TO DO: Copy every line of the items below verbatim, keeping each character and line break unchanged.

[Point labeling items]
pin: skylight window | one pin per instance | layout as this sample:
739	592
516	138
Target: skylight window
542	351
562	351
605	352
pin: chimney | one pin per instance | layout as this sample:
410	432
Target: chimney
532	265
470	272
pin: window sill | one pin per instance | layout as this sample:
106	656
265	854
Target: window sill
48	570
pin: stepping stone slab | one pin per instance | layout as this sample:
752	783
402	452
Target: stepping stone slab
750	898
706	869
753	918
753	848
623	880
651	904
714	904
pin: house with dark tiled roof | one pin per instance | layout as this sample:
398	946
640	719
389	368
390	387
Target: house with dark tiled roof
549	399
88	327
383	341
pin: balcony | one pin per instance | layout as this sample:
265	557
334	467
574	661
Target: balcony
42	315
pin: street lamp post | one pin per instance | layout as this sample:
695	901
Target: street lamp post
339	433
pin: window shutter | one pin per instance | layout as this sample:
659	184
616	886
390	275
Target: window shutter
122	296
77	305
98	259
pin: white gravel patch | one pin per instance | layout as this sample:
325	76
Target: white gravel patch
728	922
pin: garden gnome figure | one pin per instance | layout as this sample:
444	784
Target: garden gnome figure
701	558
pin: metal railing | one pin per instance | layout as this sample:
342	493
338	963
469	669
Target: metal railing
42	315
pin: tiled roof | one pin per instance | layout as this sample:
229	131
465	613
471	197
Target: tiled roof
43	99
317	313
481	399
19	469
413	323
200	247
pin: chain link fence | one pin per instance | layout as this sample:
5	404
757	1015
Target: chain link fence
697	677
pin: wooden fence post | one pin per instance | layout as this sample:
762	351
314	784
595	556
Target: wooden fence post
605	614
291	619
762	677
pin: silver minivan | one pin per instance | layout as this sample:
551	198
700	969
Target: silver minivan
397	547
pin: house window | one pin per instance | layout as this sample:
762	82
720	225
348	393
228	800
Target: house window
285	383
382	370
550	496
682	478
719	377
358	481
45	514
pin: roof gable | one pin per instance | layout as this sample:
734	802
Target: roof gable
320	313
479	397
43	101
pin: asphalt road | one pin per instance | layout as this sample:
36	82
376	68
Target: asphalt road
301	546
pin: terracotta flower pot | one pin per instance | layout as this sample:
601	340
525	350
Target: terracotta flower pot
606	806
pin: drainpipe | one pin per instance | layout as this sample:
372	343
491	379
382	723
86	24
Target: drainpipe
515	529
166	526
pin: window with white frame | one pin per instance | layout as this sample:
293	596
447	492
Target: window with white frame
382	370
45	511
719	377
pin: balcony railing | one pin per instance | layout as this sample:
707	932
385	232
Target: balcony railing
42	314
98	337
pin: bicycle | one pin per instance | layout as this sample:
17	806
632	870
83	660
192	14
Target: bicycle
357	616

OUTPUT OF THE EXERCISE:
pin: skylight window | one pin per instance | layout as this sample:
739	592
516	138
Target: skylight window
542	351
562	351
605	352
pin: chimney | one pin per instance | layout as this sample:
410	432
Target: chimney
532	265
470	272
pin: window sill | one pin per instance | layout as this sample:
106	656
265	854
Target: window sill
48	570
pin: stepping stone slab | one pin per instance | layout as this sample:
752	783
402	452
Target: stepping stone slab
750	898
706	869
753	918
753	848
623	880
651	904
714	904
pin: house with dark tiled roof | one pin per instance | layout as this sample:
398	946
640	719
389	368
390	387
Target: house with dark tiled roof
549	399
88	327
383	341
pin: balcony | one pin per instance | layout as this sample:
265	557
334	467
574	661
Target: balcony
42	315
pin: street lamp post | one pin per instance | layout as this sample:
695	901
Target: street lamp post
339	433
pin: window shutter | one pin per instance | layout as this sample:
659	184
616	886
390	275
Target: window shutter
122	296
77	305
98	259
pin: white gravel patch | one pin per instance | layout as this sample:
325	76
Target: white gravel patch
728	922
pin: garden gnome figure | one pin per instance | layout as this sample:
444	784
Target: garden gnome figure
701	558
pin: metal railing | one pin per instance | layout as this sample:
342	493
338	963
469	669
Target: metal railing
42	315
pin: tiled roof | one pin per instance | layout as this sample:
229	131
465	613
471	197
Target: tiled roof
43	99
317	313
481	399
19	469
413	323
200	247
pin: chain link fence | one pin per instance | layout as this sample:
5	404
757	1015
Target: chain link fence
697	677
pin: wooden fence post | one pin per instance | layout as this sample:
762	351
314	784
595	556
Target: wooden fence post
605	614
291	619
762	677
pin: silver minivan | one pin per instance | layout as this sample:
551	198
700	969
Target: silver minivan
397	547
pin: house window | one pin per instance | layout as this sample:
762	82
720	225
348	393
228	800
Target: house window
285	383
382	370
550	496
682	478
719	377
358	481
45	514
pin: roof gable | one pin per instance | layout as this sample:
734	802
Target: roof gable
320	313
479	397
43	101
pin: asphalt road | one pin per instance | layout as this sample:
36	82
376	68
Target: asphalt road
301	546
pin: terracotta flower pot | one pin per instance | layout as this sample:
601	340
525	350
Target: terracotta flower pot
606	806
pin: drainpipe | one pin per instance | layout as this sample:
372	343
491	379
382	723
86	24
Target: drainpipe
515	529
166	526
pin: window with white frame | one pin per instance | layout as this sample:
293	596
447	492
Target: window with white frame
382	370
45	511
719	377
pin: balcony railing | one pin per instance | layout as this sample:
707	932
385	232
Target: balcony railing
42	314
98	337
pin: bicycle | one pin per instance | layout as this sample:
17	806
632	870
83	660
192	14
Target: bicycle
357	616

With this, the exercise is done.